• [Task requirements]:
Count the lines below that contain the word "when", treating uppercase and lowercase as different. Reply with only the number.

• [Data under study]:
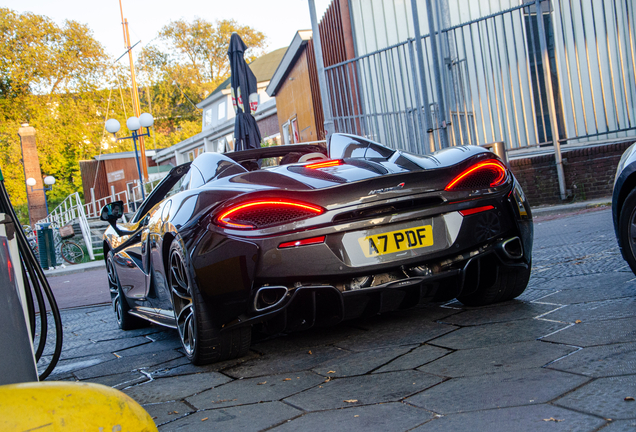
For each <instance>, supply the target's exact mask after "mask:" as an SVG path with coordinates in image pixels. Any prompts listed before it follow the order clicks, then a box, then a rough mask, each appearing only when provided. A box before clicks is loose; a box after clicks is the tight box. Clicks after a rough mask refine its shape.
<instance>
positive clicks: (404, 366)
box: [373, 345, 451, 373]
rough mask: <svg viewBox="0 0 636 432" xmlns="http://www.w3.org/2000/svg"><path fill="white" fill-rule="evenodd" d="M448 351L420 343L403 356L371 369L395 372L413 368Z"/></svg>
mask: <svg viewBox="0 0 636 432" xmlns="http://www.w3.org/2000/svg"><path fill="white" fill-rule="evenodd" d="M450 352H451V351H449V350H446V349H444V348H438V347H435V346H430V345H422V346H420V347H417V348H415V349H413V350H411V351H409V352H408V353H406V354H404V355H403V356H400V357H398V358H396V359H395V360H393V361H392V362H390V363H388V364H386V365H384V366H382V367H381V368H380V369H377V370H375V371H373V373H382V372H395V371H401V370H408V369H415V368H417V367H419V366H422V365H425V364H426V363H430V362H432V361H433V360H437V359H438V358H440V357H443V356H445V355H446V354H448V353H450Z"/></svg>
==
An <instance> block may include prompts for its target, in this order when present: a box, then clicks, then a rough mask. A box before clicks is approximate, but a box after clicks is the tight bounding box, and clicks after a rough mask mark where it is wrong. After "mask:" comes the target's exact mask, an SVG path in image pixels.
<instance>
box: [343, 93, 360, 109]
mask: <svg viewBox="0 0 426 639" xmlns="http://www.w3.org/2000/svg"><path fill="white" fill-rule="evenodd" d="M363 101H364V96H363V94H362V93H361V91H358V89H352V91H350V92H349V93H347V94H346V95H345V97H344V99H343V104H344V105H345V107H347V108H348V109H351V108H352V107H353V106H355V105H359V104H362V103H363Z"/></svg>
--
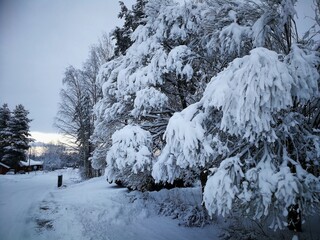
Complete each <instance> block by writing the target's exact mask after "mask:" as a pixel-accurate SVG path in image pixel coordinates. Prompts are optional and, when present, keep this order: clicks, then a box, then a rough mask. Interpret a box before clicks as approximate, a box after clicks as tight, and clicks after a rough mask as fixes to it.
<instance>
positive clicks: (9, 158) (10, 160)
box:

• [Solution for this problem]:
3